Text segment:

□ □ □ □ □

The GONG network of telescopes continued to perform well during the second quarter of 1999. Two preventive maintenance (PM) visits occurred, one to El Teide, 4-13 April, and the other to CTIO, 26 May to 3 June.
One of the major difficulties affecting network operation during this period was a damaged Uninterruptable Power Supply at CTIO, which was most likely caused by a lightning strike. During the troubleshooting process, 36.3 hours of images were lost. Although the on-site staff did much of the initial work, the unit was inoperative until the PM team was on-site and repaired the unit.
Additional network down time resulted from generator problems at Udaipur. The generator failed to start when needed, and because no one was available to monitor the circumstances, the instrument was intentionally shutdown. A lapse of 83.6 hours, primarily at night, resulted. The on-site staff at Udaipur deserves recognition not only for keen attention to the instrument, but also for repairing the generator.

□ □ □ □ □

Record extracts:
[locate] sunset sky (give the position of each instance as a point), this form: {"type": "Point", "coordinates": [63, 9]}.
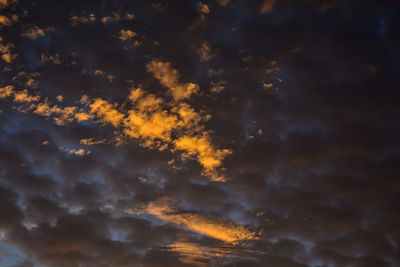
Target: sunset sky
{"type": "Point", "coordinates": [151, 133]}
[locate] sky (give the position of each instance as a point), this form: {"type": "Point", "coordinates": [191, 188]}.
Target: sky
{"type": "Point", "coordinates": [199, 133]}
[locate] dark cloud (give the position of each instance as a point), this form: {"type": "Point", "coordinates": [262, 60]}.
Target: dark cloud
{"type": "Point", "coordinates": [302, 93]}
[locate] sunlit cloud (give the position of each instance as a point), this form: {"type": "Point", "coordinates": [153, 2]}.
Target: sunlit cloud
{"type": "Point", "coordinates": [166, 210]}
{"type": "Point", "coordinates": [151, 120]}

□ □ □ □ □

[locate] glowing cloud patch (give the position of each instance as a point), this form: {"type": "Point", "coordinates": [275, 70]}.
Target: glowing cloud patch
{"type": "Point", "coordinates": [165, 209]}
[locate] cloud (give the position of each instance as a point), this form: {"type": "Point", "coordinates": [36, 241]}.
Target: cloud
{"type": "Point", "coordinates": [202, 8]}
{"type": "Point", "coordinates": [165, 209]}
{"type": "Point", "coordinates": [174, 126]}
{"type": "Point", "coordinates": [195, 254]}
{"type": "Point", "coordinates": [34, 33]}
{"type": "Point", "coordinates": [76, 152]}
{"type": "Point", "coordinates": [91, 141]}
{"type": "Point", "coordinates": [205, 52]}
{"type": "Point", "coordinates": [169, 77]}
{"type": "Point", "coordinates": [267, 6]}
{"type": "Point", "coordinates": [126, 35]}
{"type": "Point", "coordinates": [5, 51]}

□ □ □ □ □

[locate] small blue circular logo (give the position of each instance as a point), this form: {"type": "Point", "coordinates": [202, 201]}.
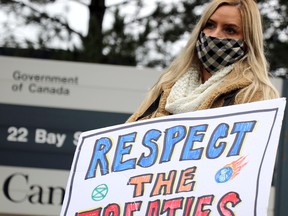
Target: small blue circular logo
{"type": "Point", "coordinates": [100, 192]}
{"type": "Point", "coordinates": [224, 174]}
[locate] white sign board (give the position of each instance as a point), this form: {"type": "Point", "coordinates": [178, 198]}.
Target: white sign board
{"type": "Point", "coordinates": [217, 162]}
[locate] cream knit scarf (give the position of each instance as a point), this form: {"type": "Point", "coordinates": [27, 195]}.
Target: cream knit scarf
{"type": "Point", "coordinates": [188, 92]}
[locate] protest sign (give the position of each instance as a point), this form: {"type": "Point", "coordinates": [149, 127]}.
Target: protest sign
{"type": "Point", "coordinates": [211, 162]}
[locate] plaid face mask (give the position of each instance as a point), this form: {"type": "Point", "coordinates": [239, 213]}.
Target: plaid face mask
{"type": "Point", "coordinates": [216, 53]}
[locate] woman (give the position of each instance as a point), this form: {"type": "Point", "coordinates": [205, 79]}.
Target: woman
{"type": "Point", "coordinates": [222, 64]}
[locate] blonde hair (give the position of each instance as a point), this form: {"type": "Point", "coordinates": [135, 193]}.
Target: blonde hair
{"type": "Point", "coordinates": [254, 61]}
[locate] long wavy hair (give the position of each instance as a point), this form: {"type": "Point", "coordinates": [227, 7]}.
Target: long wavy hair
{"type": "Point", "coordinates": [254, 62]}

□ □ □ □ □

Parts of the exercise:
1/ In the GONG network report, when did the preventive maintenance visit to El Teide take place?
2/ Using the GONG network report, explain why the instrument at Udaipur was intentionally shut down.

Worked solutions:
1/ 4-13 April 1999.

2/ The generator at Udaipur failed to start when it was needed, and no one was available to monitor the circumstances, so the instrument was intentionally shut down. This caused a lapse of 83.6 hours, mostly at night.